▸ THE INPUT
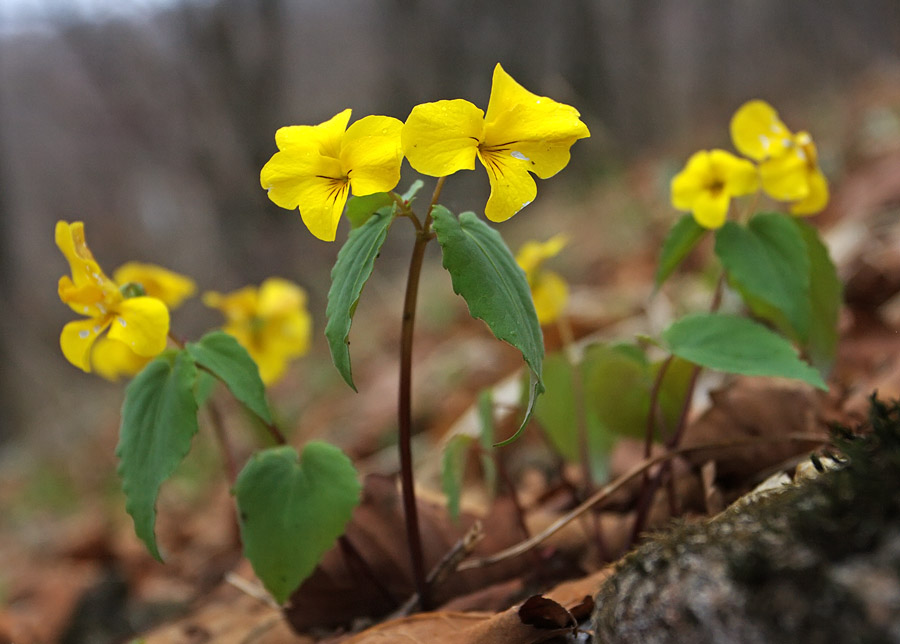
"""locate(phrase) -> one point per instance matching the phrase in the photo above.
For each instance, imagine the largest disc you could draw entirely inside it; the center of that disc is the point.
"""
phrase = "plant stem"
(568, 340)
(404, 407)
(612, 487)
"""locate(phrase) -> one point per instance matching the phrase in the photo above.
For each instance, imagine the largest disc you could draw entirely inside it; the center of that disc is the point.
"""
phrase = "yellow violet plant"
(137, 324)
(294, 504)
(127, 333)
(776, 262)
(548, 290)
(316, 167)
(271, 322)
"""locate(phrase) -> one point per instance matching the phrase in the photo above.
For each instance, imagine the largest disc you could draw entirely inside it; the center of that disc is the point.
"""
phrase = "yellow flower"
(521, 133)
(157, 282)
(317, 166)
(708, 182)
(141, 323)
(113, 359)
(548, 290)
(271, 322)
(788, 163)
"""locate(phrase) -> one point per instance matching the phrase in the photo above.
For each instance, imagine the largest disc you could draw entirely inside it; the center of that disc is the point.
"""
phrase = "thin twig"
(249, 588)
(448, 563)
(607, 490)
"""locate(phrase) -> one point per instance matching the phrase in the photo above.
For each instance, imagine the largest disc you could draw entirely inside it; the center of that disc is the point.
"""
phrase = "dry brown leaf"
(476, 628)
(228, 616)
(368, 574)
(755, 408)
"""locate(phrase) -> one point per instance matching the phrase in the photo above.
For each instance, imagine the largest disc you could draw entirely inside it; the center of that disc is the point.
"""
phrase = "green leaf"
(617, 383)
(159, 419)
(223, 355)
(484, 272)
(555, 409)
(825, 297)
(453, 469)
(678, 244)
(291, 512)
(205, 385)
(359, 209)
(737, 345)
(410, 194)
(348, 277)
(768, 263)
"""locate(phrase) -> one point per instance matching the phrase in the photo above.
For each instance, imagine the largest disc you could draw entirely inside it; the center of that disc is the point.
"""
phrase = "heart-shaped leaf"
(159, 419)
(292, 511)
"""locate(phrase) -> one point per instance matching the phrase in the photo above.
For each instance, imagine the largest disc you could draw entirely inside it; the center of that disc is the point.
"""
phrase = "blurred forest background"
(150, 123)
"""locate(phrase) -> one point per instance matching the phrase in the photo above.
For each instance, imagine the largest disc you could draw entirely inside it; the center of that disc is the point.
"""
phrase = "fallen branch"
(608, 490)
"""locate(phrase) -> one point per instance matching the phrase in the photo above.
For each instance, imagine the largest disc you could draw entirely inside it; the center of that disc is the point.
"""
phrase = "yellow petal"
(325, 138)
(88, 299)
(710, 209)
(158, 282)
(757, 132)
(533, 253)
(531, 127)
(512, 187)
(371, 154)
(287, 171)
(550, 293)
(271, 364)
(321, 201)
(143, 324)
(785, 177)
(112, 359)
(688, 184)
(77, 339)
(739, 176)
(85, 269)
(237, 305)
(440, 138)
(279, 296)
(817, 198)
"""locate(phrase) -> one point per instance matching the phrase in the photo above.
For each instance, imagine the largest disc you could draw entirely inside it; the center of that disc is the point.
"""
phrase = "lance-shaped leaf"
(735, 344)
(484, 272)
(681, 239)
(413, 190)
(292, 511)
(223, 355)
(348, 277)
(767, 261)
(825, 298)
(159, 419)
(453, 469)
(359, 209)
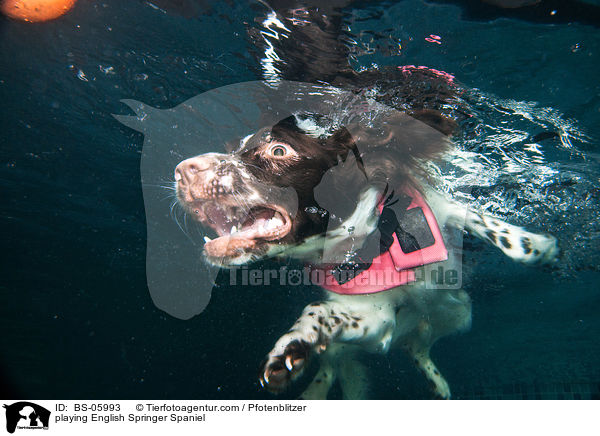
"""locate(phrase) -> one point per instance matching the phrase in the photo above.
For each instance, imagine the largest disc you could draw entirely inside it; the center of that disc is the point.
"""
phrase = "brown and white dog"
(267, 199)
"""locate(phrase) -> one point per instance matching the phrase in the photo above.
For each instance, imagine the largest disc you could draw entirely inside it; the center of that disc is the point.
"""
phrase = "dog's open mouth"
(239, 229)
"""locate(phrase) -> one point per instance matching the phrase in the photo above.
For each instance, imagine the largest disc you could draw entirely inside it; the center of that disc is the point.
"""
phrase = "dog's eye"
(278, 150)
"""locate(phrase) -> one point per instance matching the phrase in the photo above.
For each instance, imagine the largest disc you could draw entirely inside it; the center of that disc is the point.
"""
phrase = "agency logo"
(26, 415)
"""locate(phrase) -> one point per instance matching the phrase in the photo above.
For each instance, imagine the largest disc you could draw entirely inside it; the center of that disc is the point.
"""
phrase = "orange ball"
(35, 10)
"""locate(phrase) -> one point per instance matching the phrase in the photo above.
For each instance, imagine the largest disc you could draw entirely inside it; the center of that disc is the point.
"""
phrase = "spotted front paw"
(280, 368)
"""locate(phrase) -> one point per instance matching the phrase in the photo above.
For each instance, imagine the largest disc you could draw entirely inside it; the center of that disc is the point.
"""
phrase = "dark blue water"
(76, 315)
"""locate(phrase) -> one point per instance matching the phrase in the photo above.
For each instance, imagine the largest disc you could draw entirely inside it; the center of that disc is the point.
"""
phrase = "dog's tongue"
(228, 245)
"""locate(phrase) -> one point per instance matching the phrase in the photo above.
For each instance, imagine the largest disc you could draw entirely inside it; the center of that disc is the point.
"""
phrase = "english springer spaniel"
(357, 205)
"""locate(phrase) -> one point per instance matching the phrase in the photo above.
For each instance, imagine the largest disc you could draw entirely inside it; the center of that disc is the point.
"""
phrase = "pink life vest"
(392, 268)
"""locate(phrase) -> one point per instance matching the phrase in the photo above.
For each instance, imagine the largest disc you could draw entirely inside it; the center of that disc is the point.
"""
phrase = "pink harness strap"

▸ WHAT IS BEING ASKED
Retype each entry precisely. Skip images entirely.

▸ RESULT FOR THIS TASK
"""locate(phrase) -> one point per instance matching the phrase in the photo above.
For each instance, imagine the largest disc you could draw entirely inside it; the center of that disc is the point.
"""
phrase = "plant stem"
(568, 340)
(404, 407)
(612, 487)
"""locate(phrase) -> one point per instance matching the phrase in the photo above.
For each instance, imagine the largest disc you could draw entirely inside it; the center of that disc is the point.
"""
phrase = "yellow violet plant"
(137, 324)
(294, 504)
(127, 333)
(776, 262)
(548, 290)
(316, 167)
(271, 322)
"""locate(phrase) -> one point per instance matching the phrase in the photo above.
For each instance, imagine the largest disc you could draw entirely inside it; the center of that disc is the point.
"""
phrase = "yellow flower"
(521, 133)
(157, 282)
(317, 166)
(708, 182)
(141, 323)
(113, 359)
(548, 290)
(271, 322)
(788, 163)
"""locate(phrase) -> one point per instance matching the phrase in the photo above.
For each instance, imagine the largest disc you could draw entirely inside it; the center of that disc is the point.
"""
phrase = "thin twig"
(249, 588)
(448, 563)
(607, 490)
"""locate(phrase) -> one point per instance matching the phrase in the photo above.
For each instance, imagine the largest disc you could draw entirely inside it; the center of that disc is the point.
"""
phrase = "dry brown leaf"
(476, 628)
(228, 616)
(368, 574)
(755, 408)
"""locate(phrase) -> one point per instance matching the phrase in the photo above.
For each instance, imagine the largest disc you could draw entirely inside it; the center of that disc is the point.
"""
phrase = "green leaf"
(617, 383)
(159, 419)
(223, 355)
(484, 272)
(555, 409)
(825, 297)
(453, 469)
(678, 244)
(291, 512)
(205, 385)
(359, 209)
(737, 345)
(410, 194)
(348, 277)
(768, 263)
"""locate(phrase) -> one point per instance matching the phrase in the photo above.
For each instance, imagine the largest disc you could draw entirely inside it; the center of that disc is the point.
"""
phrase = "heart-shaped leaf"
(159, 419)
(292, 511)
"""locate(phrase) -> one point per instance matching the phrase in the photo above.
For each instance, imagine the largest disc you could draw entirely inside it; the center of that disc is the point.
"""
phrase = "blurred forest background"
(150, 123)
"""locate(phrase) -> one point per instance matching the phrase in the photo above.
For each instance, imagine the largest disc you could draw entirely inside it; the center of that disc is the point.
"""
phrase = "fallen branch"
(608, 490)
"""locate(phrase) -> one point per instance matching the phrase in the photo above.
For each instance, imagine the largest disc you could draw entirely inside it; the center of that disc is the point.
"""
phrase = "yellow petal"
(325, 138)
(88, 299)
(710, 209)
(158, 282)
(757, 132)
(533, 253)
(531, 127)
(512, 187)
(371, 154)
(287, 171)
(550, 293)
(271, 364)
(321, 201)
(143, 324)
(785, 177)
(112, 359)
(688, 184)
(77, 339)
(739, 176)
(85, 269)
(237, 305)
(440, 138)
(279, 296)
(817, 198)
"""locate(phrase) -> one point per instance matching the phrase in the photo above.
For each instance, imagine the largest disc you could draw entirely inside it; the center of that disc is the point.
"""
phrase = "lance-shaped leaf"
(735, 344)
(484, 272)
(681, 239)
(413, 190)
(292, 511)
(223, 355)
(348, 277)
(767, 261)
(825, 298)
(159, 419)
(453, 469)
(359, 209)
"""locate(phrase) -> one point per instance matching the phrase in the photo above.
For each instance, imagine the largest disc you could draw entirely inside it; the center of that disc is the point.
"""
phrase = "brown and white dog"
(267, 199)
"""locate(phrase) -> one point per instance matching the phrase in the photo above.
For each instance, imagine the largest disc you could draw entirely inside it; the center of that disc is the point.
"""
phrase = "dog's open mouth"
(239, 229)
"""locate(phrase) -> one point per instance matching the phrase in the photo above.
For each instance, imagine the largest disc you could draw entirely inside it; the center of that disc is the point.
"""
phrase = "dog's eye"
(278, 150)
"""locate(phrase) -> one point per instance matching the phrase in the photo above.
For each instance, imagine the largest disc you could draw entirely inside it; the center of that disc is the point.
"""
phrase = "agency logo"
(26, 415)
"""locate(phrase) -> one point per instance matching the phrase in the photo above.
For each instance, imagine the largest disc you could draw entirely inside it; the center of that disc is the point.
"""
phrase = "orange ball"
(35, 10)
"""locate(phrase) -> one point per instance matching the phrase in the photo above.
For each instance, imagine the largest disc you could draw entirely inside it; the center of that disc is the point.
"""
phrase = "spotted front paw"
(280, 368)
"""locate(phrase) -> one point per instance matching the phrase in the photo above.
For each instance, imagine the largest disc you could draw entirely inside it; the center of that disc is the point.
"""
phrase = "dark blue water"
(76, 315)
"""locate(phrase) -> one point per instance matching the phrase in the photo above.
For each instance, imagine the largest disc you could draw entirely inside it; the center of that disc is the point.
"""
phrase = "dog's tongue"
(228, 245)
"""locate(phrase) -> one point per instance matching the phrase in the photo above.
For each instance, imagine the largest disc you could draw entirely inside it; the center of that disc is the point.
"""
phrase = "english springer spaniel"
(357, 205)
"""locate(phrase) -> one point per instance matching the phrase in the photo above.
For each instance, imagine the largest disc you could draw entirely inside it; the center of that disc is the point.
"""
phrase = "pink life vest"
(392, 268)
"""locate(phrase) -> one point per instance matching the phrase in the photo above.
For each instance, imagine the largest disc you could draw entirely inside it; the center of that disc is the point.
"""
phrase = "pink harness strap"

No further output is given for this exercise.